- _Exercise_:
Copy the material below character for character, keeping every line in its original order.

>> BEGIN Records for the exercise

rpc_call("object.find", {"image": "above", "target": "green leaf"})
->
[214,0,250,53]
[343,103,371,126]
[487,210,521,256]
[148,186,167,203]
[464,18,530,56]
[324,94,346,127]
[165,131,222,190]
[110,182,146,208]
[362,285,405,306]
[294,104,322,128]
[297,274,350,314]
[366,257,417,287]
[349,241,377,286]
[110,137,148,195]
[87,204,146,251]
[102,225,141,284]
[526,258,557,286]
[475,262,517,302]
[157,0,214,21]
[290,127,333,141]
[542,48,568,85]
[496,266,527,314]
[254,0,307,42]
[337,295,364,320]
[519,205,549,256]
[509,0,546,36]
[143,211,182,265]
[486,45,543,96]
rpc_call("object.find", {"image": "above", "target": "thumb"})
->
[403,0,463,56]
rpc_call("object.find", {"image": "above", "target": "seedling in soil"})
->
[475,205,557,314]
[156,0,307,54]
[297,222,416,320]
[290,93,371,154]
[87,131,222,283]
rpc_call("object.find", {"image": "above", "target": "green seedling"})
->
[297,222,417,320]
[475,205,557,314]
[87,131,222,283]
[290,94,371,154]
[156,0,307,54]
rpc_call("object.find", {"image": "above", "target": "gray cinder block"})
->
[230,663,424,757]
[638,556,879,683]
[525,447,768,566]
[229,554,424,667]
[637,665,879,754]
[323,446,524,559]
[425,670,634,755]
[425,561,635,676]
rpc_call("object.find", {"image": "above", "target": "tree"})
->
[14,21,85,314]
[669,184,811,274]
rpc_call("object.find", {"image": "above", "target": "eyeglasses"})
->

>> END Records for the exercise

- _Solution to this exercise_:
rpc_call("object.find", {"image": "above", "target": "green leaf"})
->
[214,0,250,53]
[343,103,371,126]
[487,210,521,256]
[148,186,167,203]
[464,18,530,56]
[324,94,346,127]
[165,131,222,190]
[110,182,146,208]
[362,285,405,306]
[294,104,322,128]
[297,274,350,314]
[366,257,417,287]
[349,241,377,286]
[110,137,148,195]
[87,204,146,251]
[102,225,141,284]
[526,258,557,286]
[475,262,517,302]
[157,0,214,21]
[290,127,333,141]
[542,48,568,85]
[496,266,527,314]
[254,0,307,42]
[337,295,364,320]
[519,205,549,256]
[509,0,546,36]
[143,211,182,265]
[486,45,543,96]
rpc_call("object.find", {"image": "above", "target": "thumb"})
->
[403,0,463,56]
rpc_call("object.find", {"image": "above", "target": "seedling in soil"})
->
[475,205,557,314]
[156,0,307,54]
[297,222,416,320]
[290,93,371,154]
[87,131,222,283]
rpc_call("object.find", {"image": "above", "target": "green seedling"})
->
[297,222,417,320]
[475,205,557,314]
[87,131,222,283]
[290,94,371,154]
[156,0,307,54]
rpc_call("object.find", {"image": "above", "target": "gray cinder block"})
->
[230,663,424,757]
[638,556,879,683]
[525,447,768,566]
[229,554,424,667]
[637,665,879,754]
[323,446,524,559]
[425,670,634,755]
[425,561,635,676]
rpc_call("object.find", {"image": "above", "target": "tree"})
->
[14,21,85,314]
[669,184,811,274]
rpc_call("object.find", {"image": "above", "target": "eyeglasses"})
->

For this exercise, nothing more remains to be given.